[SUPPLIED TEXT Boundary: Start]

Outcomes of interest

The primary outcomes for this review were visual acuity (VA), disease activity as measured by the Clinical Activity Scale (CAS), changes in proptosis measured in millimeters and thyrotropin Receptor Antibody (TRAb) results. Secondary outcomes included presenting ocular and systemic symptoms, and comorbid conditions. While treatments addressing TED were of primary interest, other treatments primarily for hyperthyroidism rather than TED, such as radioiodine therapy and procedures targeting cosmetic outcomes, were also included.

Risk of bias assessment

The risk of bias in the included studies was assessed independently by two reviewers using the JBI Checklist for Case Reports and the JBI Checklist for Cohort Studies with disagreements resolved through discussion and consensus (A.H., M.M.). The JBI checklists examine potential biases in group selection, diagnostic clarity, measurement of exposure and outcomes, follow-up duration, confounding variables, intervention details, adverse events and more. The use of the JBI tools allowed for a consistent and comprehensive assessment across both observational and case report study designs.

Data analysis

Data were synthesized both narratively and quantitatively. Quantitative analysis was conducted using one-way ANOVA and pooled mean differences with 95% confidence intervals were calculated. Heterogeneity between studies was assessed using Cochran's Q test and I² statistics, with random-effects models applied when I² > 50%. Pre-specified sources of heterogeneity, such as treatment group and patient age, were evaluated using meta-regression analyses. To further explore treatment effects, subgroup analyses were performed based on pre-specified hypotheses to assess the impact of treatment type and age on the degree of exophthalmos reduction. Sensitivity analyses using bootstrapped confidence intervals were also conducted to examine the robustness of the findings. For outcomes amenable to meta-analysis, statistical models were employed based on the level of heterogeneity. Random-effects models were applied when heterogeneity was significant, as indicated by an I² statistic greater than 50%. The certainty of evidence for key outcomes was assessed using the Grading of Recommendations Assessment, Development and Evaluation (GRADE) framework. Sensitivity analyses were conducted to evaluate the robustness of the synthesized results. R Studio software was used for statistical and meta-analysis.

[SUPPLIED TEXT Boundary: End]
[GIVEN DATA Boundary: Start]

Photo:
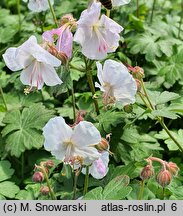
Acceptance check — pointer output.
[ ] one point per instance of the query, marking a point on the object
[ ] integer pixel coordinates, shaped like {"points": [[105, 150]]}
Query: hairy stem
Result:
{"points": [[169, 133], [73, 103], [53, 13], [108, 13], [141, 191], [19, 15], [52, 194], [91, 84], [86, 181], [137, 12], [4, 101], [181, 19], [152, 11]]}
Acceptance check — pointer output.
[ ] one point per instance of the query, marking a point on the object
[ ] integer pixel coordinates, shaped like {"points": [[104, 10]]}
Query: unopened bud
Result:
{"points": [[164, 178], [44, 190], [147, 172], [128, 108], [139, 73], [49, 164], [38, 177], [173, 168], [103, 145], [138, 83], [66, 18]]}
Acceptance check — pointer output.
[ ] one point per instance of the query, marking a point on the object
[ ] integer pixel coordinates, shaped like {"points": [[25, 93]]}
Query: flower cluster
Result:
{"points": [[164, 177], [80, 144]]}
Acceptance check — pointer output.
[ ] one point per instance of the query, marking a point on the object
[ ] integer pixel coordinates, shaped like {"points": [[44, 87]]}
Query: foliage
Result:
{"points": [[152, 39]]}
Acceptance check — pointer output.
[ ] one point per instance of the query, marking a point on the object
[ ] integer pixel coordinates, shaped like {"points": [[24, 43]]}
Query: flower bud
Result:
{"points": [[128, 108], [103, 145], [139, 73], [49, 164], [138, 83], [66, 18], [147, 172], [44, 190], [38, 177], [173, 168], [164, 178]]}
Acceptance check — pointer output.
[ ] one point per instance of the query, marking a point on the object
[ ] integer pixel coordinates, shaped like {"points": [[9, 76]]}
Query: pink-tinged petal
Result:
{"points": [[89, 154], [120, 2], [49, 35], [99, 167], [32, 75], [65, 41], [49, 75], [56, 132], [97, 85], [10, 59], [100, 73], [112, 72], [90, 16], [39, 5], [94, 48], [110, 24], [85, 134]]}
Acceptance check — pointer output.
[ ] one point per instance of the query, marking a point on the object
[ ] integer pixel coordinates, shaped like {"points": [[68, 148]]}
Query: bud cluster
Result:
{"points": [[138, 75], [165, 175]]}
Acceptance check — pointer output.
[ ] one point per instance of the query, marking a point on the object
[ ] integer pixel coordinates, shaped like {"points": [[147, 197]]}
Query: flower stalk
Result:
{"points": [[53, 13], [159, 119], [3, 98], [86, 181]]}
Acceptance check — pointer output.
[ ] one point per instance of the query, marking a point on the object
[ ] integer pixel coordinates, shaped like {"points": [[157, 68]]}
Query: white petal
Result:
{"points": [[112, 72], [56, 131], [110, 24], [89, 154], [120, 2], [10, 59], [100, 73], [38, 5], [85, 134], [49, 75], [90, 16]]}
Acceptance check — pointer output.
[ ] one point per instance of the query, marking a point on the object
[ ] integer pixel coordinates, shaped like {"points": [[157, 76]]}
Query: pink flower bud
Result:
{"points": [[173, 168], [138, 85], [103, 145], [44, 190], [164, 178], [147, 172], [128, 108], [139, 73], [38, 177], [49, 164]]}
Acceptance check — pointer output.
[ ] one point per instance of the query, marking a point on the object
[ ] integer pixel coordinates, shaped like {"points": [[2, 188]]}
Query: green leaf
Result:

[GIVEN DATA Boundary: End]

# PARTS OF THE EXERCISE:
- a) List the primary outcomes that the methods section names for the review.
- b) Please retype everything in the methods section from "Risk of bias assessment" down to "report study designs.".

# ANSWERS TO THE TASKS:
- a)
- Visual acuity (VA)
- Disease activity as measured by the Clinical Activity Scale (CAS)
- Changes in proptosis measured in millimeters
- Thyrotropin Receptor Antibody (TRAb) results

- b)
Risk of bias assessment

The risk of bias in the included studies was assessed independently by two reviewers using the JBI Checklist for Case Reports and the JBI Checklist for Cohort Studies with disagreements resolved through discussion and consensus (A.H., M.M.). The JBI checklists examine potential biases in group selection, diagnostic clarity, measurement of exposure and outcomes, follow-up duration, confounding variables, intervention details, adverse events and more. The use of the JBI tools allowed for a consistent and comprehensive assessment across both observational and case report study designs.